--- Given exercise ---
Transcribe the listing below word for word.

── Data for processing ──

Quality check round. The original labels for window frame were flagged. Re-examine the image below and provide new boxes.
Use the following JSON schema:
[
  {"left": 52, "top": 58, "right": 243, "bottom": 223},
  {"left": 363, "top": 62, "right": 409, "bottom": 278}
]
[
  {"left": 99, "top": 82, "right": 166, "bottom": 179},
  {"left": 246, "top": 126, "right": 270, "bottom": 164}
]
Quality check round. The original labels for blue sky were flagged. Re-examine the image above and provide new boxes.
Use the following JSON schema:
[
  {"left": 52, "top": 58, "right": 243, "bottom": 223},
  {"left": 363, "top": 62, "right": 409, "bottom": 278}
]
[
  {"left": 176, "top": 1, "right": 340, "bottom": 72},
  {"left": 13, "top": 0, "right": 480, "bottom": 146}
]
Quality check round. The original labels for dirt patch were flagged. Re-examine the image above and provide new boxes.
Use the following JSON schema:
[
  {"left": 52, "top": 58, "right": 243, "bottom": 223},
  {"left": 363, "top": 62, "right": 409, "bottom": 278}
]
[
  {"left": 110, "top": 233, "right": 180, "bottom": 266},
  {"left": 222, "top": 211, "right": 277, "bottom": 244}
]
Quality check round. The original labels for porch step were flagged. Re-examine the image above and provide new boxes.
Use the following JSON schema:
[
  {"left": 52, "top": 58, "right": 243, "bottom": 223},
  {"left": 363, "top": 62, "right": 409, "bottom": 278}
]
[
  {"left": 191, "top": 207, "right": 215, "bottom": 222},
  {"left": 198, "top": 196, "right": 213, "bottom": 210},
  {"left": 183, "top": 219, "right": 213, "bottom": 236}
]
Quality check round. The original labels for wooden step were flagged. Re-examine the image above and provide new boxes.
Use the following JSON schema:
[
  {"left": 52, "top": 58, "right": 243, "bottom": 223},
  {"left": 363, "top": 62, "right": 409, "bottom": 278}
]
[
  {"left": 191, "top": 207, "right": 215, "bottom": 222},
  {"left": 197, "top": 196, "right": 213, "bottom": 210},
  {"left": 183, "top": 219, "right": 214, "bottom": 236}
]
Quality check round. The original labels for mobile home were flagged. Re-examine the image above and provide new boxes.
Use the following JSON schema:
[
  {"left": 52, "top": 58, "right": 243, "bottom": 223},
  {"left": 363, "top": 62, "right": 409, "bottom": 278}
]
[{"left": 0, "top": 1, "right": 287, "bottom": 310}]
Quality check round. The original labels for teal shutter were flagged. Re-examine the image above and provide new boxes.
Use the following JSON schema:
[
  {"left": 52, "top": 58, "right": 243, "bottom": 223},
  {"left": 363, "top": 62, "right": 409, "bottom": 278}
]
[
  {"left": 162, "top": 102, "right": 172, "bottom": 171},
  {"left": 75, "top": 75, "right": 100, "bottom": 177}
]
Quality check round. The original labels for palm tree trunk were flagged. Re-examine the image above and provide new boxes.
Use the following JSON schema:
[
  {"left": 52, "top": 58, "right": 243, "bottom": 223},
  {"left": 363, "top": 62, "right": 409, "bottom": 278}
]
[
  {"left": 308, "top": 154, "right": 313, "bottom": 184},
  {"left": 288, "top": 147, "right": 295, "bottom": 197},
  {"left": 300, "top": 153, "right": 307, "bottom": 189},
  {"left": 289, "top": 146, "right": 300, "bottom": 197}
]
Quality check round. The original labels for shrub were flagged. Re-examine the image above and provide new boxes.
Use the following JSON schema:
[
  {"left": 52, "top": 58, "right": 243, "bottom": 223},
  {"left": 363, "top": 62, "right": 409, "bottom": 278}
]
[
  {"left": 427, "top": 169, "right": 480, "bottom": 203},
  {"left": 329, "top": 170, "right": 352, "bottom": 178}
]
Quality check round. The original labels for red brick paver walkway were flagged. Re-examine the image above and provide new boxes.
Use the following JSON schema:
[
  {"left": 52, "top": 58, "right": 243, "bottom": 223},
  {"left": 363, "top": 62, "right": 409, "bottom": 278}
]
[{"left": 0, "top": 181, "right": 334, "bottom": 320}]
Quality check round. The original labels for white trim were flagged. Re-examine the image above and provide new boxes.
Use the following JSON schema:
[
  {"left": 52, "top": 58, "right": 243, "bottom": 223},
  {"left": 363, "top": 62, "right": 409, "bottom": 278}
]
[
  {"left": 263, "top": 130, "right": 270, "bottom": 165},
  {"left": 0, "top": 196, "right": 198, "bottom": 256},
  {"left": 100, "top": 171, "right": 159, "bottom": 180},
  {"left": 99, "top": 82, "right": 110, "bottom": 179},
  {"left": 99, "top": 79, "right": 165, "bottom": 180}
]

───

--- The completed task ---
Quality check round. The original labels for window frame were flagged. Re-examine the image below and provide new boxes.
Use the following JSON schema:
[
  {"left": 52, "top": 58, "right": 243, "bottom": 223},
  {"left": 363, "top": 62, "right": 409, "bottom": 278}
]
[
  {"left": 99, "top": 82, "right": 166, "bottom": 179},
  {"left": 246, "top": 126, "right": 270, "bottom": 164}
]
Quality check round. The original labels for blue sky were flagged. Re-examine the image above and provide new boxes.
Use the following JSON schema:
[
  {"left": 52, "top": 58, "right": 243, "bottom": 223},
  {"left": 363, "top": 62, "right": 409, "bottom": 278}
]
[
  {"left": 176, "top": 1, "right": 340, "bottom": 72},
  {"left": 13, "top": 0, "right": 480, "bottom": 146}
]
Quality check round. The original labels for dirt patch were flagged. Re-examine the image above and provide new boxes.
Use the following JSON schema:
[
  {"left": 52, "top": 58, "right": 243, "bottom": 223},
  {"left": 363, "top": 62, "right": 409, "bottom": 278}
]
[
  {"left": 110, "top": 233, "right": 180, "bottom": 266},
  {"left": 222, "top": 211, "right": 277, "bottom": 244}
]
Quality check round. The original labels for porch step were flagged. Re-examine the image above and provide new boxes.
Use the following JSON schema:
[
  {"left": 52, "top": 58, "right": 243, "bottom": 223},
  {"left": 363, "top": 62, "right": 409, "bottom": 278}
]
[
  {"left": 191, "top": 207, "right": 215, "bottom": 222},
  {"left": 198, "top": 196, "right": 213, "bottom": 210},
  {"left": 183, "top": 219, "right": 213, "bottom": 236}
]
Quality check round. The original labels for wooden step were flagged. Re-examine the image above and provide new boxes.
Use the following JSON schema:
[
  {"left": 52, "top": 58, "right": 243, "bottom": 223},
  {"left": 363, "top": 62, "right": 409, "bottom": 278}
]
[
  {"left": 191, "top": 207, "right": 215, "bottom": 222},
  {"left": 197, "top": 196, "right": 213, "bottom": 210},
  {"left": 183, "top": 219, "right": 214, "bottom": 236}
]
Quality check round. The original labels for mobile home were flagged. Re-examine the image above and provide new boxes.
Use the following JSON schema:
[
  {"left": 52, "top": 58, "right": 243, "bottom": 223},
  {"left": 363, "top": 62, "right": 409, "bottom": 278}
]
[{"left": 0, "top": 1, "right": 287, "bottom": 310}]
Quality check round. The original labels for teal shutter were flagged. Re-examine the image above and provide new boxes.
Use the following JSON schema:
[
  {"left": 52, "top": 58, "right": 243, "bottom": 223},
  {"left": 363, "top": 62, "right": 409, "bottom": 278}
]
[
  {"left": 162, "top": 102, "right": 172, "bottom": 171},
  {"left": 75, "top": 75, "right": 100, "bottom": 177}
]
Quality check round. The original labels for palm tree trunk were flagged. Re-examine the image above and provide new boxes.
Use the following JSON schema:
[
  {"left": 52, "top": 58, "right": 243, "bottom": 223},
  {"left": 363, "top": 62, "right": 409, "bottom": 278}
]
[
  {"left": 308, "top": 154, "right": 313, "bottom": 184},
  {"left": 288, "top": 147, "right": 295, "bottom": 197},
  {"left": 300, "top": 153, "right": 307, "bottom": 189},
  {"left": 289, "top": 146, "right": 300, "bottom": 197}
]
Quality check round. The original labels for shrub were flagged. Re-examine the image above and provide new boxes.
Use the following JSON schema:
[
  {"left": 52, "top": 58, "right": 243, "bottom": 223},
  {"left": 363, "top": 62, "right": 409, "bottom": 278}
]
[
  {"left": 427, "top": 169, "right": 480, "bottom": 203},
  {"left": 329, "top": 170, "right": 352, "bottom": 178}
]
Quality check round. The original labels for red brick paver walkway were flagged. Re-examine the image above and provide new boxes.
Use the following JSON schema:
[
  {"left": 52, "top": 58, "right": 243, "bottom": 223},
  {"left": 363, "top": 62, "right": 409, "bottom": 278}
]
[{"left": 0, "top": 181, "right": 334, "bottom": 320}]
Quality check round. The original labels for white trim were flagged. Re-examine the image above and provide new boxes.
Use the following JSON schema:
[
  {"left": 52, "top": 58, "right": 243, "bottom": 223},
  {"left": 363, "top": 62, "right": 409, "bottom": 278}
]
[
  {"left": 263, "top": 130, "right": 270, "bottom": 165},
  {"left": 0, "top": 196, "right": 198, "bottom": 256},
  {"left": 100, "top": 171, "right": 159, "bottom": 180},
  {"left": 99, "top": 82, "right": 110, "bottom": 179},
  {"left": 99, "top": 79, "right": 165, "bottom": 180}
]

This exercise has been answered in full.